READING PASSAGE >>
— begin —
Why not so serious: an opening day homily (content)
By Ray Pride
THE OTHER DAY, I READ A CYNICAL PIECE OF TRASH by someone who hates this film festival among other things in her or his life and career. It infuriated me. I wish it could be forgotten, made unread. The bit read like some other pieces, about myriad minor irritations, a day without dry socks, a slowly shuffling shuttle, the terror of slush and indifferent films among 150 or so on show, about branding and renegade brands skeeching behind the Sundance Express, rendered as a bewildered concatenation of kitten-like sneezes. "There are two kinds of music," Duke Ellington noted. "Good music and the other kind." The same applies to the movies coming up, and to be blunt about it, the days of your life, which include the moments in 10 days of Sundance to come, about which I roundly refuse to be uninformed and cynical, or non-analytic and pessimistic. Was it Oscar Wilde who observed that the worst belittlement you could bestow upon yourself is to boast that you are bored?
You're in the mountains, the sun shines, snow silvers, your government will change this Thursday. A new day in America? I have no idea. But I wake up, put on a nice shirt, bury it under layer upon layer of fleece and down, walk out of the place and look up at that sparkly powder in the sky toward the slopes, the moisture that dazzles and disappears by early afternoon, I know it's gonna be a nice day. Nice.
I'm simple. I'm from the South. I had it imbued in me by anecdote, religion, tough experience. You make yourself useful in the worst and best of times. You're an optimist or you die. You're hopeful and support the hopes of those who support you, or you die. You use your god-given intelligence and wit, or you die. Or you are dead already. We all will die. Something doesn't work? Fix it, change it, alter it. Do something good for the town. Paint the water tower. Join the volunteer fire department. You can't save the house, save the chimney. Whatever makes you weary, turn it around. Convert it to your needs. These are the best breaths of your life. Take a deep one now. Even the most devious of cinematic naïfs and dupes have put it on the line and up on that screen. Even if it's bunkum. Baby, it's cold inside.
But it's like any other day when you're as alert as a pup with tail in air and nose to the breeze. Someone will smile at you on Main Street, you will never, ever, never see them again. Wondrous. You only seem them for one second and they don't see you at all. Before a month goes by? You'll think of that one. A brief instant in a movie no ordinary citizen has seen before will remind you of a tenderness that will become a bruise. Your own memory will ache you until you get to the bed you dress at home. That intimate concordance, you won't concede tearing up, anyone asks, you won't convulsively confess, but your eyes will see more clearly after the wet and quickly settle into your bettered consciousness.
— end —
[Some records]
— begin —
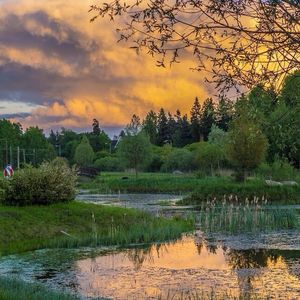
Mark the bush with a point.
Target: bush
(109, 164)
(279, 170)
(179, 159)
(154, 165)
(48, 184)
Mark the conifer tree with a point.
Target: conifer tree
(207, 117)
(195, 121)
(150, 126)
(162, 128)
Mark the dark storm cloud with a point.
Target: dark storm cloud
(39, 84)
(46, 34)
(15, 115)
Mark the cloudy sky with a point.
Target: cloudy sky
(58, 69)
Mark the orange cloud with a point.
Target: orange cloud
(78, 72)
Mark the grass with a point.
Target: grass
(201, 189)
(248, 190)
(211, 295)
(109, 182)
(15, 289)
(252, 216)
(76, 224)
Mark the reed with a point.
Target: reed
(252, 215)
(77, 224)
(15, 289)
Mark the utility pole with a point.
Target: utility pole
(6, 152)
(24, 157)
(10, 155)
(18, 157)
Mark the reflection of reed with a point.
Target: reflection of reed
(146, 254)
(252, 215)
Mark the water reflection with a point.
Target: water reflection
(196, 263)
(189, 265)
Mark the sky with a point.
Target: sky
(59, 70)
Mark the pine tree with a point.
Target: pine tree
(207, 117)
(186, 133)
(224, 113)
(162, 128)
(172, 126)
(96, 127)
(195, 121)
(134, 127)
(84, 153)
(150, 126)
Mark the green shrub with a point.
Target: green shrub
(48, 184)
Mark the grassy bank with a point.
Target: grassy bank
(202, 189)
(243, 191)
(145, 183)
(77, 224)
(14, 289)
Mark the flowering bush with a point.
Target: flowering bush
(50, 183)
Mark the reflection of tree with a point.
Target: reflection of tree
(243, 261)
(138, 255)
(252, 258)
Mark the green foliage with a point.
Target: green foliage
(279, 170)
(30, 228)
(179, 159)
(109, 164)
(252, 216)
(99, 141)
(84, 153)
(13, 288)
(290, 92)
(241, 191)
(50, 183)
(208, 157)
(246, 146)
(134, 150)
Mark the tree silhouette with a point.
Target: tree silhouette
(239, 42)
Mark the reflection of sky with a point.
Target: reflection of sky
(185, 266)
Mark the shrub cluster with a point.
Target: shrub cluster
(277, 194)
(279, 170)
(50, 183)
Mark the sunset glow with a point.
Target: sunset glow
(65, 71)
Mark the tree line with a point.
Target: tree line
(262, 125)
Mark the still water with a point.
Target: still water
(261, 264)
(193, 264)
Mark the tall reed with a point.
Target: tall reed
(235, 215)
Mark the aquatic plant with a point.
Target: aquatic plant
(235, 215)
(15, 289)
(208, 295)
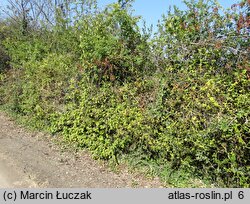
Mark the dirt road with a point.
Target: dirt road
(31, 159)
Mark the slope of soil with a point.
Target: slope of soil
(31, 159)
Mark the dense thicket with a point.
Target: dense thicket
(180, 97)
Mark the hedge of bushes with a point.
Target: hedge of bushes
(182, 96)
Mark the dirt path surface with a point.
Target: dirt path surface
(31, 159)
— end —
TASKS TO PERFORM >>
A. Decide whether each statement agrees with the opening day homily, answering yes or no and quoting the words of the homily that settle it: (i) The writer says the government will change this Thursday. (ii) The writer comes from the North. (iii) Roughly 150 films are on show at the festival.
B. In the opening day homily, who is quoted as saying there are two kinds of music?
The listing above was drawn from a separate source.

ANSWER SET >>
A.
(i) Yes: "your government will change this Thursday."
(ii) No: "I'm from the South."
(iii) Yes: "indifferent films among 150 or so on show"

B. Duke Ellington